WHAT THE TASK ASKS -> Please copy the records word for word, from the line containing "of the wing" through the end of the records, including both the first and the last line.

EXTRACTED RECORDS ->
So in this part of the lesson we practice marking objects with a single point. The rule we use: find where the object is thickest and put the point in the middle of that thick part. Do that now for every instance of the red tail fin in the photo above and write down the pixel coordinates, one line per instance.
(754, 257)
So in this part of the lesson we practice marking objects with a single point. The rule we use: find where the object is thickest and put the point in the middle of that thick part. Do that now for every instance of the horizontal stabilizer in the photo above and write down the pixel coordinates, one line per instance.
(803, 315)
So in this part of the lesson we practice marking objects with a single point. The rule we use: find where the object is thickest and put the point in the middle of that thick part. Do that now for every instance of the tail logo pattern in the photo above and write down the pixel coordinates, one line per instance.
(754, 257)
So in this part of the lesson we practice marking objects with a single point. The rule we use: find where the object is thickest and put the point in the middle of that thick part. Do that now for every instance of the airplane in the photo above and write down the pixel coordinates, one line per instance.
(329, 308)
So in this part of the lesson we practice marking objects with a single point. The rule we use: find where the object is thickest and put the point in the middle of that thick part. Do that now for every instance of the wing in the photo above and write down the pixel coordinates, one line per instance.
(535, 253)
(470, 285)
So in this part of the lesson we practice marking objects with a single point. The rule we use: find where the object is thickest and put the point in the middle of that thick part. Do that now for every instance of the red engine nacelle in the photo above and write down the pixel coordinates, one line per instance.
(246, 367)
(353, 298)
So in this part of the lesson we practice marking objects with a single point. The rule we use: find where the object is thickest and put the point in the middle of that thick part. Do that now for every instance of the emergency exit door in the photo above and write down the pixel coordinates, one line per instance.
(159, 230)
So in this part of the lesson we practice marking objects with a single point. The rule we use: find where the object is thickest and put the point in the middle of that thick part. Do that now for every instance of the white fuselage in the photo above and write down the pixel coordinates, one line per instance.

ANSWER TO THE TASK ->
So in this part of the lesson we practice marking objects with a single point. The rule we use: find where the object is thickest and put the point in the middle of that thick part. Do that now for every instance of the wing in the photo above and write down the pixel coordinates, one line per instance.
(535, 253)
(470, 285)
So in this part of the lesson we practice marking objects with a single point. The rule we use: find where the object is thickest and put the point in the middle of that thick part. Do that now for every instance of the red engine nacelle in the photo above and write down the pixel coordinates, one line per instance.
(246, 367)
(353, 298)
So in this part of the lesson we practice marking objects with a single point. The rule we use: find where the object is thickest and put the point in the middle of that thick part. Do that now for every instance of the emergency exit door in the photo above and write down the pixel coordinates, one line per instance.
(159, 230)
So in this part of the lesson we practice marking objects with a single point. The rule we use: find where the object is thickest and put the point in the middle of that thick part. Do that now for every instance of the white fuselage in the photo above and write down the pixel coordinates, one line per instance.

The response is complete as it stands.